▸ Stated task
Print the data exactly as it is given, please.

---------- Items

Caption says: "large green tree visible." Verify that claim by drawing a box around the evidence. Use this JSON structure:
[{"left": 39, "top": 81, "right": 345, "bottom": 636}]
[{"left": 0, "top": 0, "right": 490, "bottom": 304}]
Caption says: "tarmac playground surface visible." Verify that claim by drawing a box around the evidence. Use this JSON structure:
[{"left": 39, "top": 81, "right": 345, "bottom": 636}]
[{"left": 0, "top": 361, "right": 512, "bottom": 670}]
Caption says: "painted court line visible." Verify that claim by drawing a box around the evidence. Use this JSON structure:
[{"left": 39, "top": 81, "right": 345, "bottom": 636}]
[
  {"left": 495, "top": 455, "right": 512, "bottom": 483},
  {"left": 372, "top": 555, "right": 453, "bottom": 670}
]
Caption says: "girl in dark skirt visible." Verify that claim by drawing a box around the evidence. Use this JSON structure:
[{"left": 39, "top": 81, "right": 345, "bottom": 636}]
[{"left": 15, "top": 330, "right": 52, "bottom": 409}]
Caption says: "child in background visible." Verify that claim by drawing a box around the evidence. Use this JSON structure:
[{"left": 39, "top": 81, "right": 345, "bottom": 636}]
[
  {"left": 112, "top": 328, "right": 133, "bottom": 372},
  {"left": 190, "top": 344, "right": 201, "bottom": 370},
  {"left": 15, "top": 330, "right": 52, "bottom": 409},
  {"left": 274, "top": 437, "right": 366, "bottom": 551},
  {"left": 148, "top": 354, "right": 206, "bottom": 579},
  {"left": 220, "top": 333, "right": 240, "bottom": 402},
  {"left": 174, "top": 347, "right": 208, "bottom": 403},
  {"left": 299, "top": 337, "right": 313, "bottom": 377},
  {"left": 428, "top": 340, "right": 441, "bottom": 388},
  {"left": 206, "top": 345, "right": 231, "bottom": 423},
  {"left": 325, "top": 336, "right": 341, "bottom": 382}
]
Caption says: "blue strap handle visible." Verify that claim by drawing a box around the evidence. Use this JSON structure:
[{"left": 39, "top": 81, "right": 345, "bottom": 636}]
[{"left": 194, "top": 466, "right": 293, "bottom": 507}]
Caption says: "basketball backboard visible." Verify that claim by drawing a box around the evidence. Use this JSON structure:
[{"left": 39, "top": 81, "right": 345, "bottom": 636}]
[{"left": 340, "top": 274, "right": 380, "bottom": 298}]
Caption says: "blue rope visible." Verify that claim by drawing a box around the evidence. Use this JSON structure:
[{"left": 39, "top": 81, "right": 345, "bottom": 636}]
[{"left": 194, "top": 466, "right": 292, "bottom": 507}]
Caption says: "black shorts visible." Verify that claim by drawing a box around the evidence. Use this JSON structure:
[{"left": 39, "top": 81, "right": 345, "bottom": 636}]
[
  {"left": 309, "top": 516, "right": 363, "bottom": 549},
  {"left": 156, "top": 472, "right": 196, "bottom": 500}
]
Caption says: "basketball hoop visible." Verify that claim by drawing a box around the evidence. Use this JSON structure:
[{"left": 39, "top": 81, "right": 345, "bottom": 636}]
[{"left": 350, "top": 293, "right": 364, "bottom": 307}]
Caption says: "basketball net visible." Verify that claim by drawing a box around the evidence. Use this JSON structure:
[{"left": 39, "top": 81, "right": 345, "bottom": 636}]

--------------------

▸ The result
Caption says: "large green tree visible." Verify that claim by drawing a box around the evidence. Use this JSON structure:
[{"left": 39, "top": 81, "right": 345, "bottom": 636}]
[{"left": 0, "top": 0, "right": 490, "bottom": 304}]
Caption says: "tarmac playground surface visible." Verify that claim by drawing a box around the evidence. Use this JSON structure:
[{"left": 39, "top": 81, "right": 345, "bottom": 636}]
[{"left": 0, "top": 361, "right": 512, "bottom": 670}]
Caption says: "painted court line visible." Verify that claim by drawing a box around the evidence. Use this JSON structure:
[{"left": 39, "top": 81, "right": 345, "bottom": 636}]
[
  {"left": 495, "top": 455, "right": 512, "bottom": 483},
  {"left": 372, "top": 555, "right": 453, "bottom": 670}
]
Caption says: "girl in dark skirt visible." Verify that claim by drawing a box around the evidence. Use this JSON structure:
[{"left": 39, "top": 81, "right": 345, "bottom": 636}]
[{"left": 15, "top": 330, "right": 52, "bottom": 409}]
Caption says: "child in background visible." Verify that claim by drawing a box around the evidence. Use this JSON structure:
[{"left": 39, "top": 81, "right": 345, "bottom": 636}]
[
  {"left": 112, "top": 328, "right": 133, "bottom": 372},
  {"left": 190, "top": 344, "right": 201, "bottom": 370},
  {"left": 15, "top": 330, "right": 52, "bottom": 409},
  {"left": 274, "top": 437, "right": 366, "bottom": 551},
  {"left": 148, "top": 354, "right": 206, "bottom": 579},
  {"left": 220, "top": 333, "right": 240, "bottom": 402},
  {"left": 174, "top": 347, "right": 208, "bottom": 403},
  {"left": 299, "top": 337, "right": 313, "bottom": 377},
  {"left": 428, "top": 340, "right": 441, "bottom": 388},
  {"left": 206, "top": 345, "right": 231, "bottom": 423},
  {"left": 325, "top": 336, "right": 341, "bottom": 382}
]
Caption says: "blue strap handle visible." Verify that claim by drawing a box around the evidence. Use this JSON structure:
[{"left": 39, "top": 81, "right": 345, "bottom": 636}]
[{"left": 194, "top": 466, "right": 293, "bottom": 507}]
Caption says: "basketball backboard visible." Verify that claim by drawing a box around the evidence. Use this JSON structure:
[{"left": 39, "top": 81, "right": 345, "bottom": 636}]
[{"left": 340, "top": 274, "right": 380, "bottom": 298}]
Caption says: "blue rope visible." Verify that claim by drawing a box around the evidence. Use this JSON structure:
[{"left": 39, "top": 81, "right": 345, "bottom": 636}]
[{"left": 194, "top": 466, "right": 292, "bottom": 507}]
Caption says: "black shorts visible." Verify that claim by drawing a box around the evidence. Use this JSON structure:
[{"left": 39, "top": 81, "right": 345, "bottom": 636}]
[
  {"left": 309, "top": 516, "right": 363, "bottom": 549},
  {"left": 156, "top": 472, "right": 196, "bottom": 500}
]
Caption says: "basketball hoop visible." Verify that claim by drawing a box around the evidence. Use this JSON structure:
[{"left": 39, "top": 81, "right": 345, "bottom": 636}]
[{"left": 350, "top": 293, "right": 364, "bottom": 307}]
Caption says: "basketball net visible." Verify that claim by drawing a box around the evidence. Use this JSON structure:
[{"left": 39, "top": 81, "right": 345, "bottom": 636}]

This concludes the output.